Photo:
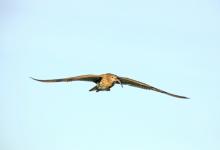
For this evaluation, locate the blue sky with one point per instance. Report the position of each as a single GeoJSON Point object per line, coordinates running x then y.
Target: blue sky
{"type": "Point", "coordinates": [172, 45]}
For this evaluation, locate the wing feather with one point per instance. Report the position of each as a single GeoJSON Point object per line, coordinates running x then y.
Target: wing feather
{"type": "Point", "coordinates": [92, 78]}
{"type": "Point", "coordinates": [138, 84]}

........

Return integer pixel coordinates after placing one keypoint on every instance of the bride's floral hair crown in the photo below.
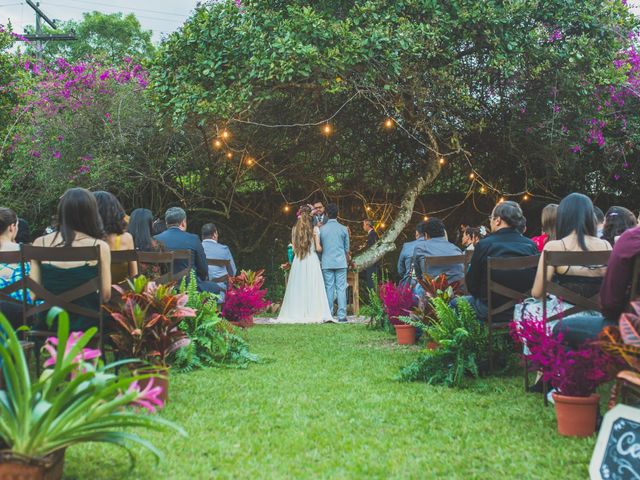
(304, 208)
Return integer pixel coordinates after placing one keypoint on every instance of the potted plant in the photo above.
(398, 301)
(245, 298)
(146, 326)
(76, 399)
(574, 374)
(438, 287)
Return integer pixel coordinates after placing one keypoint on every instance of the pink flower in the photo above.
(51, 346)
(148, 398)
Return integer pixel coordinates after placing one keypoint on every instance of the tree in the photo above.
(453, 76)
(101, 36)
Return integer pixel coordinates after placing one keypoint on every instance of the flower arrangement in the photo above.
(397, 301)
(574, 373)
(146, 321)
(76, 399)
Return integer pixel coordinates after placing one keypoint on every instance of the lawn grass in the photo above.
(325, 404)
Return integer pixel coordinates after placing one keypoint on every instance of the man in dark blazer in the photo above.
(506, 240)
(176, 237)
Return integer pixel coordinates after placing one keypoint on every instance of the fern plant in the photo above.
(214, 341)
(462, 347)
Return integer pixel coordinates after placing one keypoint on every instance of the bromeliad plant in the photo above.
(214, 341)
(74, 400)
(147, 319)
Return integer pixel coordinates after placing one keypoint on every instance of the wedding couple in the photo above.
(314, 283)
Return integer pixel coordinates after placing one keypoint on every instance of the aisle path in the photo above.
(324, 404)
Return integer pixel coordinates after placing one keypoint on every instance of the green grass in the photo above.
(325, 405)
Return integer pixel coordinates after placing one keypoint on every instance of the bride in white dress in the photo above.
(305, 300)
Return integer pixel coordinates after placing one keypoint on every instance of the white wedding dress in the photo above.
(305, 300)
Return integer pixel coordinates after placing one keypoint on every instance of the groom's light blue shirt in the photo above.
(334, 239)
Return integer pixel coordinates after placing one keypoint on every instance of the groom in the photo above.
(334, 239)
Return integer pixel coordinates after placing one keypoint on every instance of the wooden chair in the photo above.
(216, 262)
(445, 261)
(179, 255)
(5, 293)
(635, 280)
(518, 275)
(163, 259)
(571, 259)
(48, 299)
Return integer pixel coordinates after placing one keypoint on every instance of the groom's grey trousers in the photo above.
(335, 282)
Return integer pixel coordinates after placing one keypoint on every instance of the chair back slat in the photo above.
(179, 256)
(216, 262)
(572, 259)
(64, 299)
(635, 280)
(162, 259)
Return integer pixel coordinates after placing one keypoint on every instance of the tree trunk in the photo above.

........

Set task: Rescale the items from the line with "path in the photo above." up to and including the line with "trunk in the photo above.". Write out every one of these lines, multiplying each pixel coordinate by 0.2 and rounding it to a whole number with halves rounded up, and give nothing beyond these lines.

Answer below:
Return integer pixel coordinates after placing one keypoint on every instance of the aisle path in the photo above.
(65, 81)
Return integer pixel coordinates after placing one keypoint on every instance of the green grass in the photo above.
(65, 81)
Return integer pixel coordinates after placing one keypoint on every instance of the bride in white dress in the photo above.
(61, 60)
Return integer pixel coordinates after placing one keypoint on every instance of the white wedding dress in the photo above.
(61, 60)
Return integer pixel coordinates after placing one keypoint on every instance of the groom's light blue shirt in the photo above.
(67, 48)
Return integer pixel coordinates after placing one keypoint on every instance of the groom in the photo above.
(67, 48)
Return integer pixel coordinates after placing one keypoint on every instance of the wooden chair in the photo above.
(43, 52)
(89, 52)
(36, 51)
(1, 59)
(127, 56)
(104, 55)
(33, 52)
(114, 52)
(10, 60)
Return integer pixel coordinates after placing one keypoint on every instance of the groom's grey trousers in the photo above.
(67, 56)
Return integer pixel coordinates after placing one keypoint on every instance of the chair back slat in the photo above.
(36, 51)
(43, 52)
(114, 52)
(13, 60)
(127, 56)
(32, 52)
Return integer pixel coordinates after placing one keypoint on every instance of the tree trunk in the photo above.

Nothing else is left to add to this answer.